_PROBLEM DESCRIPTION:_
In the entries that follow, the line with "243L284 241L286 252L304" opens the range and the line with "positive clicks: (676, 3)" closes it; repeat that range exactly, both lines included.

BEGIN DATA EXTRACT

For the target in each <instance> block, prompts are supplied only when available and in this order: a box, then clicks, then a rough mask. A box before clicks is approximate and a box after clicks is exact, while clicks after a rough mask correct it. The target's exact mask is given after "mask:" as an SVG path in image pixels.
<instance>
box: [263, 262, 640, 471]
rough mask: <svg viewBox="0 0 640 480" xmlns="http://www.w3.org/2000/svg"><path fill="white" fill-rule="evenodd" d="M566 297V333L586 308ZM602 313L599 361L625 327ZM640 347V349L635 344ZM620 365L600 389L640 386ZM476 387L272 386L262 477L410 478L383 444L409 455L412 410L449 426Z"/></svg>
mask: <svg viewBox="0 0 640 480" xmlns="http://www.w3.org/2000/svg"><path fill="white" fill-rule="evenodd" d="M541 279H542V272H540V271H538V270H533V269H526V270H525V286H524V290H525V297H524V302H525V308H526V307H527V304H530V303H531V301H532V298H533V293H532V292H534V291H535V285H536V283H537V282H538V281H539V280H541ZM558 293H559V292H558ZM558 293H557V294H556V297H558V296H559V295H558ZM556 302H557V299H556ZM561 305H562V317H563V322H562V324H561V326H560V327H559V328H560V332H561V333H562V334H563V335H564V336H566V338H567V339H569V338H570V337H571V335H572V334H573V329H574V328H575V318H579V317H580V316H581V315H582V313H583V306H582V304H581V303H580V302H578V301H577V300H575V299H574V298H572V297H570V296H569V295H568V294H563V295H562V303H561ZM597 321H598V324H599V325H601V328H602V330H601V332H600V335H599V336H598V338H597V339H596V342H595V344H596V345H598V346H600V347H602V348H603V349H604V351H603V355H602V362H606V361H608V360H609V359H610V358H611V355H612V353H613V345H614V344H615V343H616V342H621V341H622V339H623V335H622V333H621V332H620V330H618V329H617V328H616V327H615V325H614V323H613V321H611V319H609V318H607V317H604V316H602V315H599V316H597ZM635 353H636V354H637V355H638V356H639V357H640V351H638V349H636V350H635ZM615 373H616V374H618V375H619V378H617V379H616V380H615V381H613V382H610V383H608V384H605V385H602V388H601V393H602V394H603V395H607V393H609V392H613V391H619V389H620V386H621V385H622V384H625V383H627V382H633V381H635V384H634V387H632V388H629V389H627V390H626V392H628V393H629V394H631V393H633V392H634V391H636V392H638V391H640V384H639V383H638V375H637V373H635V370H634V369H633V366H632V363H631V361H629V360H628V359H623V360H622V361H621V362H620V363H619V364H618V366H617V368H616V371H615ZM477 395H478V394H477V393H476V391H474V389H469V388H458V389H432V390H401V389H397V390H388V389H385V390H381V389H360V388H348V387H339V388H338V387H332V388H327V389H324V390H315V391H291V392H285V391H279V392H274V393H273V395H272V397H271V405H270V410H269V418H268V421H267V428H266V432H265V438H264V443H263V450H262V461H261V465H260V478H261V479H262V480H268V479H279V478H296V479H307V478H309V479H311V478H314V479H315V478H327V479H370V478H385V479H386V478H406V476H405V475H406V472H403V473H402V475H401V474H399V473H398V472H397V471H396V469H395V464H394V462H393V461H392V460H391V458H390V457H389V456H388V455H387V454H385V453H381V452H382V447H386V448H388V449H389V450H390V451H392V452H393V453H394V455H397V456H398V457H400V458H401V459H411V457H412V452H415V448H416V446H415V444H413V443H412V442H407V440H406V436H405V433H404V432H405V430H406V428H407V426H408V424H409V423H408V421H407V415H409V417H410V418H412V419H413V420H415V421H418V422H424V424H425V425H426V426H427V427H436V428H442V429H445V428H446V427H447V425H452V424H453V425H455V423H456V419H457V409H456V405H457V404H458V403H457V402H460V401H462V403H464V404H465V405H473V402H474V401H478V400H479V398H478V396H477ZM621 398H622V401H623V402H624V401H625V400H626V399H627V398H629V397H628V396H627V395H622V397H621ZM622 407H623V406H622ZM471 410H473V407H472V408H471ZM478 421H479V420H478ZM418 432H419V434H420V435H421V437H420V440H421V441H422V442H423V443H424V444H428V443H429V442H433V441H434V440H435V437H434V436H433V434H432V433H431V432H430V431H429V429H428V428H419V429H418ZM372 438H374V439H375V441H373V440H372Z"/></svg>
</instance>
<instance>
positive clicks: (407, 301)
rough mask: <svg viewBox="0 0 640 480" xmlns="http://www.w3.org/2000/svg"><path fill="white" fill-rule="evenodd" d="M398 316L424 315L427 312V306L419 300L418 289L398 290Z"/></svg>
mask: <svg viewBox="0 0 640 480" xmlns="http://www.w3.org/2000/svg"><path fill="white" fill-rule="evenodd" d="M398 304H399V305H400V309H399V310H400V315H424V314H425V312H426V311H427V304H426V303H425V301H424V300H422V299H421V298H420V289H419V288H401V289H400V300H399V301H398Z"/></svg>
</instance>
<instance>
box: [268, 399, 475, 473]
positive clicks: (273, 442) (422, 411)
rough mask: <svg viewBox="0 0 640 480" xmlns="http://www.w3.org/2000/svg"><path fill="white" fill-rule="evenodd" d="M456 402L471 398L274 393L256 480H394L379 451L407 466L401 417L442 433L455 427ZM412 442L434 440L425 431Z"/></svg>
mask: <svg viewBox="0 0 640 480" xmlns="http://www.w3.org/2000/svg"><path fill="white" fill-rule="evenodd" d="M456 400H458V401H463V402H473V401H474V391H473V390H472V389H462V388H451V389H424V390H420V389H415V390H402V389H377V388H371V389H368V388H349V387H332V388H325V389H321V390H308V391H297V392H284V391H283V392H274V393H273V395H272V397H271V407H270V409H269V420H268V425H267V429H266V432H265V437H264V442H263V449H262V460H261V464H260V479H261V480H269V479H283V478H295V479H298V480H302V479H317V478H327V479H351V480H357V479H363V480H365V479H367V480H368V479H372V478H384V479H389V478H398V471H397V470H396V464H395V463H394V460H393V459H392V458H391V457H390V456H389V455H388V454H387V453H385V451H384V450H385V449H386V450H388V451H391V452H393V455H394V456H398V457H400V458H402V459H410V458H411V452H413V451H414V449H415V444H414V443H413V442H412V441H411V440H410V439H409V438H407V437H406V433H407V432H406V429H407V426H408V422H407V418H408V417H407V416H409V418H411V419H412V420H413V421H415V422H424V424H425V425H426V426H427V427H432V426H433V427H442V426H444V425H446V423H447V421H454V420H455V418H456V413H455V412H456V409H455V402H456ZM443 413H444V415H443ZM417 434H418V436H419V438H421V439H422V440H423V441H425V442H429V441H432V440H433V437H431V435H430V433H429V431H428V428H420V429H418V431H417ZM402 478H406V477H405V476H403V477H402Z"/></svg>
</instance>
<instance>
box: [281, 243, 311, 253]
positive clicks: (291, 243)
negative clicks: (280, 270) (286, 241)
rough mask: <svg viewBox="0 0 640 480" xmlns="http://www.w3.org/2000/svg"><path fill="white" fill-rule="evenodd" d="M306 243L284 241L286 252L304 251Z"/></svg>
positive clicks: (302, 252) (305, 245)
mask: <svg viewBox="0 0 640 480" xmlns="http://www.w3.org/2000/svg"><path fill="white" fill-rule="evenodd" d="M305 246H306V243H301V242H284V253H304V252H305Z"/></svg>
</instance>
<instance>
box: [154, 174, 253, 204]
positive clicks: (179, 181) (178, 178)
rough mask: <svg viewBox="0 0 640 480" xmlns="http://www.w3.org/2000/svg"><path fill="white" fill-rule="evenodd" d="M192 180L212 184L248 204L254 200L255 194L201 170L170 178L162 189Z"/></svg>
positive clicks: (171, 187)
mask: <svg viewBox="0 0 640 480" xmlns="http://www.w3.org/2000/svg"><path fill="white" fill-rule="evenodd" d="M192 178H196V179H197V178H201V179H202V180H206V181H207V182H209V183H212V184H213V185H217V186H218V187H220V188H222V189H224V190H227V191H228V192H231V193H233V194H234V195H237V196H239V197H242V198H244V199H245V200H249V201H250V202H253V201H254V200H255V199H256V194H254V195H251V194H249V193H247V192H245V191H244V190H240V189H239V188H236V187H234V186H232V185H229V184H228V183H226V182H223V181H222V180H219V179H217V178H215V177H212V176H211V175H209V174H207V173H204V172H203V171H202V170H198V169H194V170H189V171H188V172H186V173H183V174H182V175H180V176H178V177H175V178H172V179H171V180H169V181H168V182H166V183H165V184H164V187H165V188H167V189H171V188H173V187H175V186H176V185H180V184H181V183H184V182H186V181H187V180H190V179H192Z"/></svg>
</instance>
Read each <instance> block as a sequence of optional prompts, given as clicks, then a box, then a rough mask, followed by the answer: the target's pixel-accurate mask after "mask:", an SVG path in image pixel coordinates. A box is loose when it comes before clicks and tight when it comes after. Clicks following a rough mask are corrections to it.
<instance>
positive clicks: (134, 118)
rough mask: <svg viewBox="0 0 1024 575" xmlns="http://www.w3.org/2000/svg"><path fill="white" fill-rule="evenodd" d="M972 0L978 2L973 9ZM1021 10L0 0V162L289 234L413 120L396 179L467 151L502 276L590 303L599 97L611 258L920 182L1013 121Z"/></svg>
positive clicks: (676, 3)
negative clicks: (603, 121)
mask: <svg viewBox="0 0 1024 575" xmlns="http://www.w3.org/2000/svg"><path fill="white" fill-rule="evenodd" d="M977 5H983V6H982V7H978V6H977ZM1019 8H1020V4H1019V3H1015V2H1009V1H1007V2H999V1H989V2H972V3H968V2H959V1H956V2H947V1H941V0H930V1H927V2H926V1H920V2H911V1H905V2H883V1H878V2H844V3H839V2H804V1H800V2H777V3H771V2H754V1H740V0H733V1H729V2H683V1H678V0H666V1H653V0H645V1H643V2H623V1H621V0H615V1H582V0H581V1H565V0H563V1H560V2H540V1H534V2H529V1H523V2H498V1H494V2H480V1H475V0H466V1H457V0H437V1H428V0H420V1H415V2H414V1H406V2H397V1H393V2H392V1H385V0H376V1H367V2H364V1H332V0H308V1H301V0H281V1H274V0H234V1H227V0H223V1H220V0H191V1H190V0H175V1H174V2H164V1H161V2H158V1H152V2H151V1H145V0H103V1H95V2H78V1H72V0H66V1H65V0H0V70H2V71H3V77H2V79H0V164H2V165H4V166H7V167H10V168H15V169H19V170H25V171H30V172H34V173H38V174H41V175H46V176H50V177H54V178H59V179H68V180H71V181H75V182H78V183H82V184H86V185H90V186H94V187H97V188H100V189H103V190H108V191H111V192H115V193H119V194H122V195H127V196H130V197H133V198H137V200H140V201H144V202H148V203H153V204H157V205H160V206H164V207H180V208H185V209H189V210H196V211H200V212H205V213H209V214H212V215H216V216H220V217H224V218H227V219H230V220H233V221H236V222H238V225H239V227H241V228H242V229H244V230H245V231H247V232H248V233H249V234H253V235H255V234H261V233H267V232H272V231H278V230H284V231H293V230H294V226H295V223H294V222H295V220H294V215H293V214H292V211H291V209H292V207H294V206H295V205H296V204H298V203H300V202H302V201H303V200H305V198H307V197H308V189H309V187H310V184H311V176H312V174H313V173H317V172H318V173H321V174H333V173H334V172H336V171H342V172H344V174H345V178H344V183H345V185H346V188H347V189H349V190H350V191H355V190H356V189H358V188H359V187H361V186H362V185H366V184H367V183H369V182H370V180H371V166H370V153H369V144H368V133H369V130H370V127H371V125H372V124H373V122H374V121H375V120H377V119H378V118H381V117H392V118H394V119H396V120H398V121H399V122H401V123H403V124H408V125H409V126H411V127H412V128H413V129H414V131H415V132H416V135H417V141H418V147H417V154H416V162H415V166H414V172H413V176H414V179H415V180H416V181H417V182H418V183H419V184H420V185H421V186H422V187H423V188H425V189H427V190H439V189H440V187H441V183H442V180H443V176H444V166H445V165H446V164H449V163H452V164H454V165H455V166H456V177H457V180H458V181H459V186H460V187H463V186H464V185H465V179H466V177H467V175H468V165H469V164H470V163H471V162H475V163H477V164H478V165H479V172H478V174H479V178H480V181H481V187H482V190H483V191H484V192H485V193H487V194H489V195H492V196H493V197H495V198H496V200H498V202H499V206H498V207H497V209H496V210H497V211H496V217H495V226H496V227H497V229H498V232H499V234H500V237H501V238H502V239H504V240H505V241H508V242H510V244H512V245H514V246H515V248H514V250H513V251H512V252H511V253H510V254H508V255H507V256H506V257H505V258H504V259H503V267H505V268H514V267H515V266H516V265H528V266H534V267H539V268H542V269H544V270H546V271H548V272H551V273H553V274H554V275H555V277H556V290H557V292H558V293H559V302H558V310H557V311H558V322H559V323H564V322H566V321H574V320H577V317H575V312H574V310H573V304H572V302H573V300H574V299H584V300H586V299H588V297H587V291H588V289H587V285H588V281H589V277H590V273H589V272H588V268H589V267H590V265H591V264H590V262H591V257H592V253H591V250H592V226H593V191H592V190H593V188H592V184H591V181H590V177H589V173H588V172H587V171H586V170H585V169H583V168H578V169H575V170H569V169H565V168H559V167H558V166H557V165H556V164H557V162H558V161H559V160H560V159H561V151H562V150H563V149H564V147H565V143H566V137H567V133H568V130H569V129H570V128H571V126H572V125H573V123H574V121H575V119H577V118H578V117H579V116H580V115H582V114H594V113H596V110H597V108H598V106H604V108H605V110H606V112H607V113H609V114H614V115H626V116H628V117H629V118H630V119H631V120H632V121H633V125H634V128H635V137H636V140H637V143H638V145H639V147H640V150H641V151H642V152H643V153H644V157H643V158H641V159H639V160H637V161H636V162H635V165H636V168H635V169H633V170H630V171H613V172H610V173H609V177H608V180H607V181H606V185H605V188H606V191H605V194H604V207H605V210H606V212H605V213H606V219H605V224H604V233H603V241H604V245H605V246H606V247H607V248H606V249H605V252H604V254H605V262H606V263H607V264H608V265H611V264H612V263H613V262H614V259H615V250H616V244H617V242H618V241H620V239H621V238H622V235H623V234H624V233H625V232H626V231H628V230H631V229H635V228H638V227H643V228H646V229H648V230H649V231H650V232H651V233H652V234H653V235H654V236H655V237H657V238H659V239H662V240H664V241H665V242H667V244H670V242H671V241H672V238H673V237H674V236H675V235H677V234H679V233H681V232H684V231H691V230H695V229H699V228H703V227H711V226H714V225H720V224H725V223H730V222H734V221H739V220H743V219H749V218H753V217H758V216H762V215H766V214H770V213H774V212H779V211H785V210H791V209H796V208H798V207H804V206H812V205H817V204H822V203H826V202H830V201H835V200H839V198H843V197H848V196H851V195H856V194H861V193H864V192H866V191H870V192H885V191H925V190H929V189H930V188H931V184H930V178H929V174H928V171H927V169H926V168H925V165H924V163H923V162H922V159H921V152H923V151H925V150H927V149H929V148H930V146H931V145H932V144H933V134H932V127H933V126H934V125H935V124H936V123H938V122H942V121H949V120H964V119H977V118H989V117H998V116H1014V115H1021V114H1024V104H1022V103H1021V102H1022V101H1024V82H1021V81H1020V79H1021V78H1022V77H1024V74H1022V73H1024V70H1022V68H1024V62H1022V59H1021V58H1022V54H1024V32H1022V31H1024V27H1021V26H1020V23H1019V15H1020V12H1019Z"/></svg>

END DATA EXTRACT

_ANSWER BOX:_
rough mask: <svg viewBox="0 0 640 480" xmlns="http://www.w3.org/2000/svg"><path fill="white" fill-rule="evenodd" d="M306 243L284 241L286 252L304 251Z"/></svg>
positive clicks: (302, 252) (305, 245)
mask: <svg viewBox="0 0 640 480" xmlns="http://www.w3.org/2000/svg"><path fill="white" fill-rule="evenodd" d="M305 246H306V243H301V242H284V253H304V252H305Z"/></svg>
</instance>
<instance>
box: [154, 174, 253, 204]
positive clicks: (179, 181) (178, 178)
rough mask: <svg viewBox="0 0 640 480" xmlns="http://www.w3.org/2000/svg"><path fill="white" fill-rule="evenodd" d="M192 180L212 184L248 204L254 200L255 194L201 170L170 178L162 189Z"/></svg>
positive clicks: (171, 187)
mask: <svg viewBox="0 0 640 480" xmlns="http://www.w3.org/2000/svg"><path fill="white" fill-rule="evenodd" d="M192 178H196V179H197V178H201V179H202V180H206V181H207V182H209V183H212V184H213V185H217V186H218V187H220V188H222V189H224V190H227V191H228V192H231V193H233V194H234V195H237V196H239V197H242V198H244V199H245V200H249V201H250V202H253V201H254V200H255V199H256V194H254V195H251V194H249V193H247V192H245V191H244V190H240V189H239V188H236V187H234V186H232V185H229V184H228V183H226V182H223V181H222V180H219V179H217V178H215V177H212V176H211V175H209V174H207V173H204V172H203V171H202V170H198V169H194V170H189V171H188V172H186V173H183V174H182V175H180V176H178V177H175V178H172V179H171V180H169V181H168V182H166V183H165V184H164V187H165V188H167V189H171V188H173V187H175V186H176V185H180V184H181V183H184V182H186V181H187V180H190V179H192Z"/></svg>
</instance>
Read each <instance> block as a sequence of optional prompts, given as clicks, then a box, then a rough mask, followed by the answer: the target's pixel-accurate mask after "mask:", an SVG path in image pixel coordinates. A box is loose when it comes before clicks and tight when it comes after. Clicks following a rough mask are corrections to it.
<instance>
positive clicks: (134, 118)
rough mask: <svg viewBox="0 0 1024 575" xmlns="http://www.w3.org/2000/svg"><path fill="white" fill-rule="evenodd" d="M972 0L978 2L973 9ZM1021 10L0 0V162L289 234L413 120L396 179L467 151L502 276L590 303L599 97L611 258L920 182L1013 121Z"/></svg>
positive clicks: (676, 3)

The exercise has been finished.